* _DATASET CONTENT_:
========================================
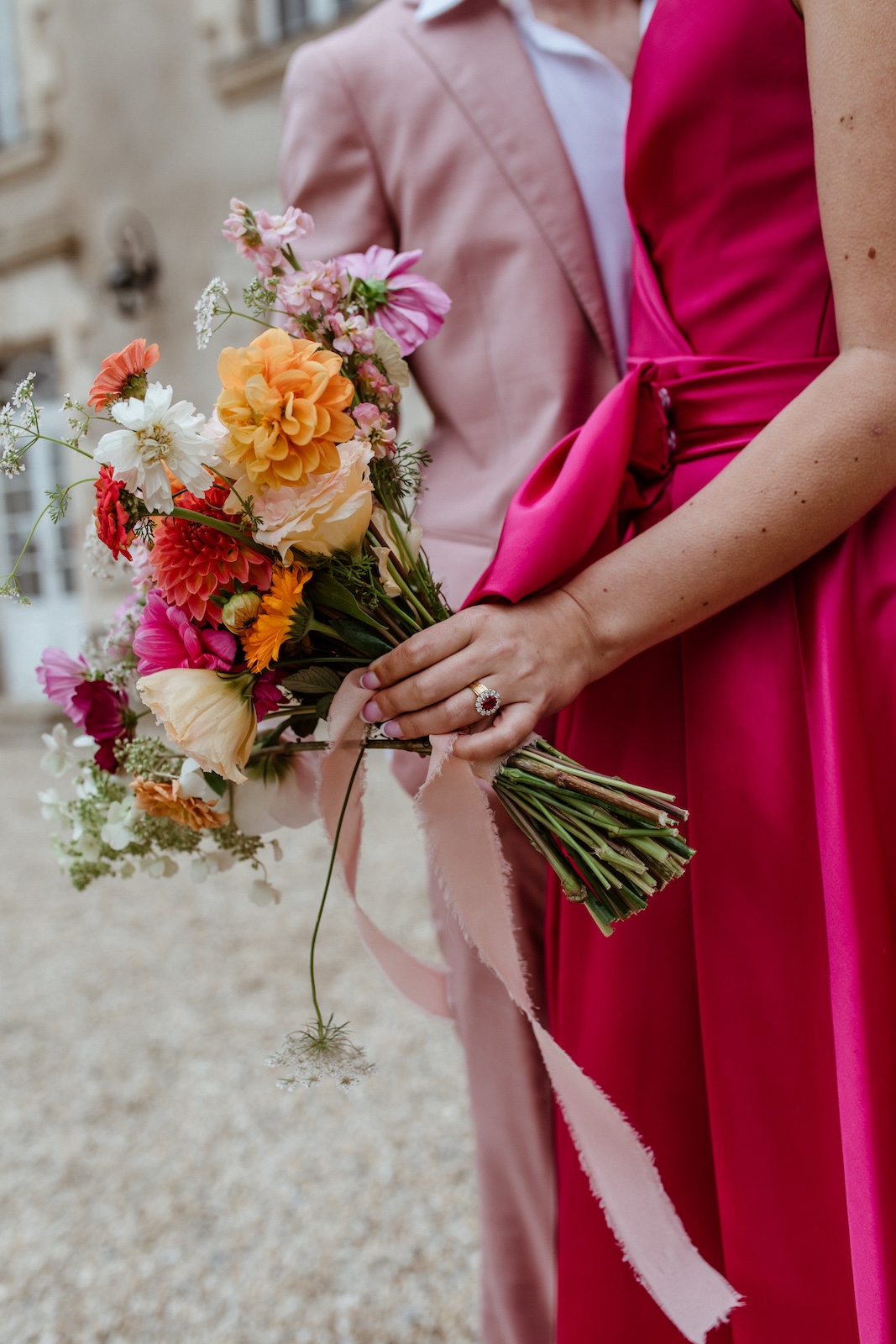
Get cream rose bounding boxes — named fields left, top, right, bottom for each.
left=137, top=668, right=258, bottom=784
left=371, top=504, right=423, bottom=596
left=233, top=439, right=374, bottom=559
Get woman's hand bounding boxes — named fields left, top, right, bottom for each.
left=361, top=590, right=609, bottom=761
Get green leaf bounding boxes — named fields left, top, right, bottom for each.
left=280, top=668, right=341, bottom=695
left=309, top=570, right=383, bottom=630
left=333, top=616, right=392, bottom=659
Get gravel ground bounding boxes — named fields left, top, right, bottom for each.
left=0, top=742, right=478, bottom=1344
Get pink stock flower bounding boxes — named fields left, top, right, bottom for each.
left=133, top=590, right=237, bottom=676
left=277, top=258, right=352, bottom=318
left=67, top=679, right=134, bottom=774
left=338, top=244, right=451, bottom=354
left=358, top=359, right=395, bottom=406
left=36, top=649, right=90, bottom=719
left=352, top=402, right=396, bottom=457
left=329, top=312, right=374, bottom=354
left=253, top=670, right=282, bottom=722
left=222, top=197, right=314, bottom=276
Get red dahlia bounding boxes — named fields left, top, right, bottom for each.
left=94, top=466, right=134, bottom=560
left=152, top=486, right=271, bottom=625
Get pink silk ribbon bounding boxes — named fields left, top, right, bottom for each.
left=320, top=672, right=740, bottom=1344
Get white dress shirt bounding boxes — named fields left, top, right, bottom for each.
left=417, top=0, right=657, bottom=367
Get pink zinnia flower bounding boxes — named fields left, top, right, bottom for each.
left=133, top=591, right=237, bottom=676
left=338, top=244, right=451, bottom=354
left=36, top=649, right=90, bottom=719
left=253, top=669, right=284, bottom=722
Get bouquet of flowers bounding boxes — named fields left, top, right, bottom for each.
left=0, top=200, right=693, bottom=1087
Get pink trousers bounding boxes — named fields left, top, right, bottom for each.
left=392, top=751, right=556, bottom=1344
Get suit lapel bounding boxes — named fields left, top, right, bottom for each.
left=401, top=0, right=621, bottom=365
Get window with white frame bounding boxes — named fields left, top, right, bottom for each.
left=254, top=0, right=359, bottom=43
left=0, top=0, right=24, bottom=150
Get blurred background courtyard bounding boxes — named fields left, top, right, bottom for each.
left=0, top=0, right=478, bottom=1344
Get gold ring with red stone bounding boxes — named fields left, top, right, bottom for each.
left=469, top=681, right=501, bottom=719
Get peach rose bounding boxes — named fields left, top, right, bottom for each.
left=137, top=668, right=258, bottom=784
left=236, top=439, right=374, bottom=559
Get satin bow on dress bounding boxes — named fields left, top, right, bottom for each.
left=473, top=0, right=896, bottom=1344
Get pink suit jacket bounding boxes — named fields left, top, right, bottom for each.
left=282, top=0, right=625, bottom=605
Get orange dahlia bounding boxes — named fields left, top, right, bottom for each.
left=87, top=336, right=159, bottom=412
left=130, top=777, right=230, bottom=831
left=150, top=486, right=271, bottom=625
left=240, top=564, right=312, bottom=672
left=217, top=328, right=354, bottom=491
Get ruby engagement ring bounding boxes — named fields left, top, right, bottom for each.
left=469, top=681, right=501, bottom=719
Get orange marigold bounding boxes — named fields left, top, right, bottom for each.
left=130, top=777, right=230, bottom=831
left=217, top=328, right=354, bottom=491
left=239, top=564, right=312, bottom=672
left=87, top=336, right=159, bottom=412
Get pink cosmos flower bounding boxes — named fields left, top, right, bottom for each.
left=222, top=197, right=314, bottom=276
left=36, top=649, right=90, bottom=722
left=67, top=677, right=134, bottom=774
left=133, top=589, right=237, bottom=676
left=338, top=244, right=451, bottom=354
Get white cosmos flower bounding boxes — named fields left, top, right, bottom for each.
left=40, top=723, right=78, bottom=778
left=94, top=383, right=215, bottom=513
left=99, top=798, right=136, bottom=849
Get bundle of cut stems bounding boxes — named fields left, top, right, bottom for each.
left=495, top=738, right=694, bottom=936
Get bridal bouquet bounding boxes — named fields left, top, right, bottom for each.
left=0, top=200, right=692, bottom=1087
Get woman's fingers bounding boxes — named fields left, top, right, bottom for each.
left=454, top=701, right=538, bottom=761
left=361, top=649, right=475, bottom=723
left=383, top=690, right=481, bottom=739
left=363, top=612, right=473, bottom=690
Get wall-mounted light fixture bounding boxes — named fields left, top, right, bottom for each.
left=106, top=210, right=159, bottom=318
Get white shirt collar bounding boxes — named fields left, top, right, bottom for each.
left=415, top=0, right=657, bottom=39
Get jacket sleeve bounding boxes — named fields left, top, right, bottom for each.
left=280, top=38, right=396, bottom=260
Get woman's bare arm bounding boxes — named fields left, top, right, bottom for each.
left=359, top=0, right=896, bottom=758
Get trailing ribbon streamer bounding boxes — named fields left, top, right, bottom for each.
left=320, top=672, right=741, bottom=1344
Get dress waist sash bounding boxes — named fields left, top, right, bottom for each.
left=466, top=354, right=831, bottom=605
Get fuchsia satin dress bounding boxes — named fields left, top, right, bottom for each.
left=475, top=0, right=896, bottom=1344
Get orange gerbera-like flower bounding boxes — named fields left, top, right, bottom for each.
left=217, top=328, right=354, bottom=491
left=87, top=336, right=159, bottom=412
left=130, top=778, right=230, bottom=831
left=150, top=486, right=271, bottom=625
left=239, top=564, right=312, bottom=672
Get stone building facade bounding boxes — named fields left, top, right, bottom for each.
left=0, top=0, right=370, bottom=699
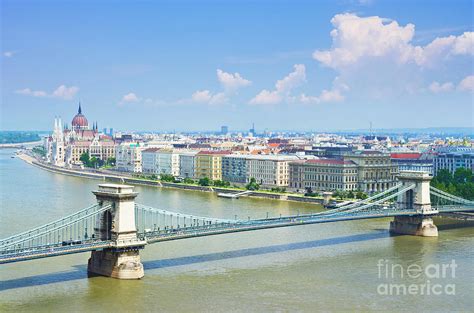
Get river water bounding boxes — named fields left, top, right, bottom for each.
left=0, top=150, right=474, bottom=312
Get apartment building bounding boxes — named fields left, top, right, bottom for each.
left=179, top=151, right=198, bottom=178
left=142, top=148, right=179, bottom=177
left=246, top=155, right=299, bottom=187
left=195, top=150, right=232, bottom=180
left=115, top=143, right=145, bottom=173
left=343, top=150, right=398, bottom=193
left=289, top=159, right=358, bottom=191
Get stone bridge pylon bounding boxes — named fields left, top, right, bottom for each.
left=87, top=184, right=146, bottom=279
left=390, top=171, right=438, bottom=237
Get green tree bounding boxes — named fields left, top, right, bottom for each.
left=105, top=158, right=116, bottom=166
left=245, top=177, right=260, bottom=190
left=183, top=177, right=194, bottom=184
left=160, top=174, right=174, bottom=183
left=356, top=191, right=368, bottom=200
left=79, top=152, right=90, bottom=167
left=198, top=177, right=212, bottom=186
left=347, top=190, right=355, bottom=199
left=214, top=180, right=230, bottom=187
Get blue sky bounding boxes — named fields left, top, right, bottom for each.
========================================
* _DIRECTIONS_:
Reproduce the records from their beginning through the line containing "left=361, top=590, right=609, bottom=761", inclusive, substituting "ivory rose" for "cream rose" and leaving everything else unchanged. Omit the pictures from your answer.

* _FULL OUTPUT_:
Get ivory rose bounding boxes — named fields left, top, right, bottom for each.
left=137, top=668, right=258, bottom=784
left=371, top=504, right=423, bottom=596
left=233, top=439, right=374, bottom=559
Get woman's hand bounding boxes — named fields left, top, right, bottom for each.
left=361, top=590, right=609, bottom=761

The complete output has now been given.